• **TAREA PLANTEADA**
Convierte todo el listado siguiente en una lista numerada, sin incluir las líneas en blanco.

• **DATOS PROPORCIONADOS**

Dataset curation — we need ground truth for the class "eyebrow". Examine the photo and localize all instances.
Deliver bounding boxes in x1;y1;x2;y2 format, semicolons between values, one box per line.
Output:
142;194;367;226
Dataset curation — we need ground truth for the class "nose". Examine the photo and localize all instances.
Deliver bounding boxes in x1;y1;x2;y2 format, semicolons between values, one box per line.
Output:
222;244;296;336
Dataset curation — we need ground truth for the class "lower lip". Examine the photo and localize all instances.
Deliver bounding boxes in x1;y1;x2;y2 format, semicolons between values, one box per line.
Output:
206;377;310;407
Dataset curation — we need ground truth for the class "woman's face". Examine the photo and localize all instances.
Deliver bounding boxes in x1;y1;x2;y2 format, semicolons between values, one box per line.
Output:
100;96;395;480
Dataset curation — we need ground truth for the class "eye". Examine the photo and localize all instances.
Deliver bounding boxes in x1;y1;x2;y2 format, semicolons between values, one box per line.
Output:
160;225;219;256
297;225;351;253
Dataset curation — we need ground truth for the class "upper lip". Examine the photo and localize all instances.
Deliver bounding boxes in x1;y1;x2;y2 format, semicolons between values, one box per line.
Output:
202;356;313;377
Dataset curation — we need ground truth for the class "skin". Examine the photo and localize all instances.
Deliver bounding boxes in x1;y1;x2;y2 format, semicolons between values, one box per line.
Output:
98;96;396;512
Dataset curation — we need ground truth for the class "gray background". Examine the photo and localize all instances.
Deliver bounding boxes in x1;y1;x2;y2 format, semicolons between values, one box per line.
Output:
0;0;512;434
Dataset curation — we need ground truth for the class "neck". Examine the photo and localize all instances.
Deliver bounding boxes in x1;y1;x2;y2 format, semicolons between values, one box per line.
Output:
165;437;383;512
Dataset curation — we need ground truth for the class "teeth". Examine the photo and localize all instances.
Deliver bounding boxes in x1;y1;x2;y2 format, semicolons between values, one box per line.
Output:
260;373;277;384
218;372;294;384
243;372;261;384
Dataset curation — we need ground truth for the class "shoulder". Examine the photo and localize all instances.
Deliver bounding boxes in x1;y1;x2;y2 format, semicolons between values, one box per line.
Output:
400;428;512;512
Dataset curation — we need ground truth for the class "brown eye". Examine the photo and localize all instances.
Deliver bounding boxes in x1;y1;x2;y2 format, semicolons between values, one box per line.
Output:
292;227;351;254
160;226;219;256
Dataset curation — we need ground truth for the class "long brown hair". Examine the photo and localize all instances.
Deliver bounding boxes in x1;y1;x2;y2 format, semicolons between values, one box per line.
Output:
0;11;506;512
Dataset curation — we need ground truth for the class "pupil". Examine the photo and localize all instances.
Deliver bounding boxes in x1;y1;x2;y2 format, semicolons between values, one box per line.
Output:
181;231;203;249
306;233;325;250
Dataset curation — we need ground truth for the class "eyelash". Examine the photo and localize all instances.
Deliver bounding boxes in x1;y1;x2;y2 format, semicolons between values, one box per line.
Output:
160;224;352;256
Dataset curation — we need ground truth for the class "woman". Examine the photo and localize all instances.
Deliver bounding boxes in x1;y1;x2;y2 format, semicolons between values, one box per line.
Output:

• **LA SOLUCIÓN**
1. Dataset curation — we need ground truth for the class "eyebrow". Examine the photo and localize all instances.
2. Deliver bounding boxes in x1;y1;x2;y2 format, semicolons between values, one box per line.
3. Output:
4. 142;194;367;226
5. Dataset curation — we need ground truth for the class "nose". Examine the photo and localize all instances.
6. Deliver bounding boxes in x1;y1;x2;y2 format, semicolons between values, one box per line.
7. Output:
8. 222;244;296;336
9. Dataset curation — we need ground truth for the class "lower lip". Examine the photo and localize all instances.
10. Deliver bounding boxes in x1;y1;x2;y2 format, semicolons between values, one box per line.
11. Output:
12. 206;377;310;407
13. Dataset curation — we need ground truth for the class "woman's face". Examine the photo and localize all instances.
14. Deliver bounding boxes in x1;y1;x2;y2 format, semicolons between values, one box per line.
15. Output:
16. 100;96;395;480
17. Dataset curation — we need ground truth for the class "eye". Examine the photo and localize all instances.
18. Deliver bounding boxes in x1;y1;x2;y2 format, semicolons between values, one box per line.
19. Output:
20. 160;225;219;256
21. 297;225;351;253
22. Dataset curation — we need ground truth for the class "upper lip". Examine the photo and localize all instances.
23. Deliver bounding boxes in x1;y1;x2;y2 format, semicolons between values, one box per line.
24. Output:
25. 202;356;313;377
26. Dataset curation — we need ground truth for the class "skin". Examine the photo and localize all instances.
27. Deliver bounding boxes in x1;y1;x2;y2 format, semicolons between values, one box per line.
28. Output:
29. 98;96;396;512
30. Dataset curation — we need ground truth for the class "gray background". Examine the photo and localize all instances.
31. Deliver bounding boxes in x1;y1;x2;y2 format, semicolons between values, one box per line.
32. Output:
33. 0;0;512;434
34. Dataset curation — we need ground truth for the class "neck". Examine the photo and localize all instances.
35. Deliver bounding boxes in x1;y1;x2;y2 format, semicolons between values, one box per line.
36. Output:
37. 165;437;383;512
38. Dataset curation — we need ground truth for the class "teeth". Examine the photo and localize all instances.
39. Deliver bounding boxes in x1;y1;x2;y2 format, semicolons between values, one box per line.
40. Output:
41. 260;373;277;384
42. 218;372;294;384
43. 243;372;261;384
44. Dataset curation — we need ground truth for the class "shoulder". Examine the photo and localize all instances.
45. Deliver bounding boxes in x1;y1;x2;y2 format, semicolons between values, one box per line.
46. Output:
47. 400;428;512;512
48. Dataset curation — we need ground truth for the class "brown eye". Examine the photo and localize all instances.
49. Deliver bounding boxes in x1;y1;x2;y2 format, semicolons between values, one box per line.
50. Output:
51. 292;227;351;254
52. 160;226;219;256
53. Dataset curation — we need ground truth for the class "long brown hair". Examine the photo and localize all instances.
54. Deliver bounding boxes in x1;y1;x2;y2 format, semicolons between values, one box per line.
55. Output:
56. 0;11;506;512
57. Dataset curation — we need ground truth for the class "pupil". Examine the photo and localize all instances.
58. Deliver bounding boxes in x1;y1;x2;y2 format, semicolons between values, one box per line.
59. Output:
60. 181;231;203;249
61. 306;233;325;250
62. Dataset curation — we need ground truth for the class "eyelash". Examine the photo and localize all instances.
63. Deliver bounding boxes in x1;y1;x2;y2 format, semicolons between values, one box per line.
64. Output:
65. 160;224;352;256
66. Dataset curation — we need ground truth for the class "woman". Examine the photo and localize all instances.
67. Deliver bounding boxes in x1;y1;x2;y2 format, semicolons between values, one box per line.
68. Output:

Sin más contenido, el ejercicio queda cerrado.